* What you are asked to do *
Exact reproductions of all the entries, please, and no pictures.

* Listed records *
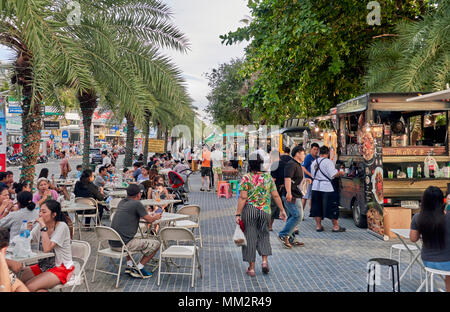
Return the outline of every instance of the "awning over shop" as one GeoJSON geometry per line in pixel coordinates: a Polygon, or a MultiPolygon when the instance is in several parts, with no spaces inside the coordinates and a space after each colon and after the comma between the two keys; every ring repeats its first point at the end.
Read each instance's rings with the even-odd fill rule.
{"type": "Polygon", "coordinates": [[[442,101],[447,99],[450,99],[450,89],[409,98],[406,99],[406,102],[442,101]]]}

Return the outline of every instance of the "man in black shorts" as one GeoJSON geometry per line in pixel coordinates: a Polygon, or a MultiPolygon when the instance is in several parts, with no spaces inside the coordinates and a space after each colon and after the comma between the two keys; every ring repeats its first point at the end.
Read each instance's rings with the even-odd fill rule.
{"type": "Polygon", "coordinates": [[[211,176],[211,152],[208,149],[208,145],[204,145],[203,146],[203,152],[202,152],[202,166],[200,169],[201,175],[202,175],[202,188],[200,189],[200,191],[204,191],[204,185],[205,185],[205,180],[206,180],[206,187],[207,187],[207,191],[210,191],[210,186],[209,186],[209,180],[210,180],[210,176],[211,176]]]}

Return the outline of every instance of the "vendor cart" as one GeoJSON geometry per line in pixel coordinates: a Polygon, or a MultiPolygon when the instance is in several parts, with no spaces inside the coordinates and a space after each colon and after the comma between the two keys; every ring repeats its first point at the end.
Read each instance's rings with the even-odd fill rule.
{"type": "MultiPolygon", "coordinates": [[[[336,107],[336,165],[346,172],[340,179],[340,205],[352,211],[358,227],[394,237],[386,220],[401,223],[395,215],[404,216],[404,209],[411,216],[428,186],[447,193],[449,98],[369,93],[336,107]]],[[[410,218],[403,221],[409,228],[410,218]]]]}

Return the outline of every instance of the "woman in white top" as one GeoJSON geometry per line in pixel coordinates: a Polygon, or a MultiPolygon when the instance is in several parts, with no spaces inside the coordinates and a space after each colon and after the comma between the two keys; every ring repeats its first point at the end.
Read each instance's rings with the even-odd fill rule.
{"type": "Polygon", "coordinates": [[[343,175],[339,172],[333,161],[328,157],[330,149],[322,146],[319,150],[319,157],[311,163],[311,175],[313,177],[311,193],[311,213],[310,217],[316,220],[316,231],[323,232],[322,220],[331,219],[333,223],[332,232],[345,232],[345,228],[338,223],[339,207],[336,200],[336,192],[332,180],[343,175]]]}
{"type": "Polygon", "coordinates": [[[20,192],[17,195],[17,204],[19,210],[10,212],[0,220],[0,227],[9,229],[11,239],[19,235],[24,220],[33,222],[39,217],[39,210],[36,209],[36,204],[33,203],[33,194],[30,192],[20,192]]]}
{"type": "Polygon", "coordinates": [[[42,204],[36,222],[38,225],[31,231],[32,242],[40,241],[43,251],[54,252],[55,257],[25,268],[21,279],[30,291],[47,291],[64,285],[73,274],[70,232],[61,205],[55,200],[42,204]]]}

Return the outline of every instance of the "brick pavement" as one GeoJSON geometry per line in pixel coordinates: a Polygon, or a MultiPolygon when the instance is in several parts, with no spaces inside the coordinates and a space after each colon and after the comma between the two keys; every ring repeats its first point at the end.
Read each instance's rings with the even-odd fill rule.
{"type": "MultiPolygon", "coordinates": [[[[277,239],[277,232],[283,226],[275,221],[271,233],[272,253],[269,257],[271,272],[263,275],[261,260],[257,259],[256,277],[245,274],[246,263],[242,261],[240,248],[232,241],[235,229],[234,213],[237,205],[235,197],[217,199],[216,194],[198,192],[199,176],[192,176],[190,203],[199,204],[202,209],[201,228],[203,248],[200,249],[200,261],[203,267],[203,279],[196,272],[196,284],[190,287],[190,276],[163,275],[161,286],[157,286],[157,271],[146,279],[135,279],[122,273],[119,288],[116,289],[115,277],[102,273],[96,274],[91,282],[97,243],[94,232],[83,232],[83,239],[90,242],[92,255],[87,266],[87,275],[91,291],[95,292],[364,292],[366,291],[366,263],[370,258],[389,257],[391,244],[396,240],[384,242],[365,229],[359,229],[350,217],[342,217],[341,225],[347,228],[345,233],[332,233],[331,222],[324,221],[325,231],[315,231],[315,223],[305,214],[300,223],[299,239],[305,247],[285,249],[277,239]],[[197,192],[196,192],[197,190],[197,192]]],[[[104,220],[106,224],[108,221],[104,220]]],[[[400,273],[406,268],[409,256],[403,252],[400,273]]],[[[176,261],[179,264],[190,261],[176,261]]],[[[117,262],[118,263],[118,262],[117,262]]],[[[99,265],[114,269],[106,258],[99,258],[99,265]]],[[[401,291],[415,291],[420,284],[418,266],[414,266],[413,279],[409,274],[401,283],[401,291]]],[[[189,270],[189,269],[188,269],[189,270]]],[[[387,269],[383,270],[381,285],[377,291],[392,291],[392,282],[388,279],[387,269]]],[[[443,283],[441,284],[443,285],[443,283]]],[[[84,287],[78,288],[84,291],[84,287]]]]}

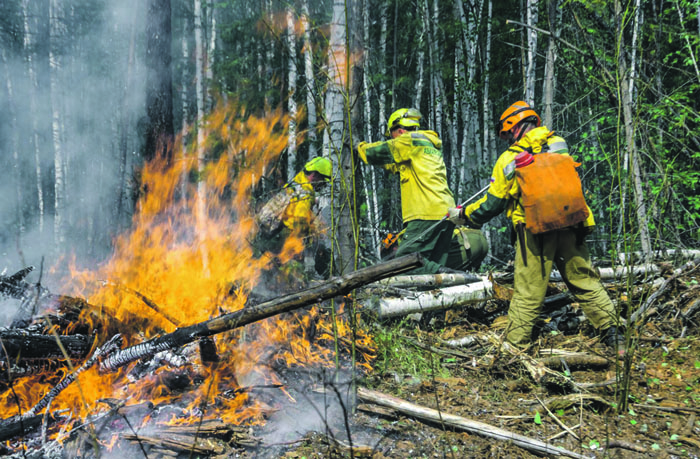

* Reply *
Return the outline of every instance of the "awning over shop" as one GeoJSON geometry per line in pixel coordinates: a Polygon, or a MultiPolygon when the instance is in several parts, with no spaces inside the coordinates and a space after each colon and after the comma between the two keys; every ring repeats its first point at the end.
Read each instance's rings with the even-odd fill rule.
{"type": "Polygon", "coordinates": [[[442,101],[447,99],[450,99],[450,89],[409,98],[406,99],[406,102],[442,101]]]}

Return the outline of every instance of the "man in black shorts" as one GeoJSON geometry per line in pixel coordinates: a Polygon, or a MultiPolygon when the instance is in several parts, with no spaces inside the coordinates and a space after each colon and after the comma between the two keys; every ring repeats its first point at the end.
Read each instance's rings with the even-odd fill rule.
{"type": "Polygon", "coordinates": [[[211,176],[211,152],[208,149],[208,145],[204,145],[203,146],[203,152],[202,152],[202,166],[200,169],[201,175],[202,175],[202,188],[200,189],[200,191],[204,191],[204,185],[205,185],[205,180],[206,180],[206,187],[207,187],[207,191],[210,191],[210,186],[209,186],[209,180],[210,180],[210,176],[211,176]]]}

Return the outline of every instance of the "vendor cart" as one GeoJSON geometry per line in pixel coordinates: a Polygon, or a MultiPolygon when the instance is in several parts, with no spaces inside the coordinates and a space after each colon and after the comma between the two keys; every ring repeats its first point at the end.
Read each instance's rings with the even-odd fill rule.
{"type": "MultiPolygon", "coordinates": [[[[336,107],[336,165],[346,172],[340,179],[340,205],[352,211],[358,227],[394,237],[386,220],[401,223],[395,215],[404,216],[404,209],[411,216],[428,186],[447,193],[449,98],[369,93],[336,107]]],[[[410,218],[403,221],[409,228],[410,218]]]]}

Return the outline of every instance of the "woman in white top" as one GeoJSON geometry per line in pixel coordinates: a Polygon, or a MultiPolygon when the instance is in several parts, with no spaces inside the coordinates and a space after each colon and after the comma between the two keys; every ring repeats its first point at the end.
Read each instance's rings with the even-odd fill rule.
{"type": "Polygon", "coordinates": [[[343,175],[339,172],[333,161],[328,157],[330,149],[322,146],[319,150],[319,157],[311,163],[311,175],[313,177],[311,193],[311,213],[310,217],[316,220],[316,231],[323,232],[322,220],[331,219],[333,223],[332,232],[345,232],[345,228],[338,223],[339,207],[336,200],[336,192],[332,180],[343,175]]]}
{"type": "Polygon", "coordinates": [[[20,192],[17,195],[17,204],[19,210],[10,212],[0,220],[0,227],[9,229],[11,239],[19,235],[24,220],[33,222],[39,217],[39,210],[36,209],[36,204],[33,203],[33,194],[30,192],[20,192]]]}
{"type": "Polygon", "coordinates": [[[42,204],[36,222],[38,225],[31,231],[32,242],[40,241],[43,251],[54,252],[55,257],[25,268],[21,279],[30,291],[47,291],[64,285],[73,274],[70,232],[61,205],[55,200],[42,204]]]}

Return the outline of every instance of the "brick pavement" as one GeoJSON geometry per line in pixel coordinates: a Polygon, or a MultiPolygon when the instance is in several parts, with no spaces inside the coordinates and a space after each colon and after the comma between the two keys; every ring repeats its first point at the end.
Read each instance's rings with the even-odd fill rule.
{"type": "MultiPolygon", "coordinates": [[[[277,239],[277,232],[283,226],[275,221],[271,233],[272,253],[269,257],[271,272],[263,275],[261,260],[257,259],[256,277],[245,274],[246,263],[242,261],[240,248],[232,241],[235,229],[234,213],[237,205],[235,197],[217,199],[216,194],[198,192],[199,176],[192,176],[190,203],[199,204],[202,209],[201,228],[203,248],[200,249],[200,261],[203,267],[203,279],[196,272],[196,284],[190,287],[190,276],[163,275],[161,286],[157,286],[157,271],[146,279],[135,279],[122,273],[119,288],[116,289],[115,277],[102,273],[96,274],[91,282],[97,243],[94,232],[83,232],[83,239],[90,242],[92,255],[87,266],[87,275],[91,291],[95,292],[364,292],[366,291],[366,263],[370,258],[389,257],[391,244],[396,240],[384,242],[365,229],[359,229],[350,217],[342,217],[341,225],[347,228],[345,233],[332,233],[331,222],[324,221],[325,231],[315,231],[315,223],[305,214],[300,223],[299,239],[305,247],[285,249],[277,239]],[[197,192],[196,192],[197,190],[197,192]]],[[[104,220],[106,224],[108,221],[104,220]]],[[[400,273],[406,268],[409,256],[403,252],[400,273]]],[[[176,261],[179,264],[190,261],[176,261]]],[[[117,262],[118,263],[118,262],[117,262]]],[[[99,265],[114,269],[106,258],[99,258],[99,265]]],[[[401,291],[415,291],[420,284],[418,266],[414,266],[413,279],[409,274],[401,283],[401,291]]],[[[189,270],[189,269],[188,269],[189,270]]],[[[387,269],[383,270],[381,285],[377,291],[392,291],[392,282],[388,279],[387,269]]],[[[443,283],[441,284],[443,285],[443,283]]],[[[84,287],[78,288],[84,291],[84,287]]]]}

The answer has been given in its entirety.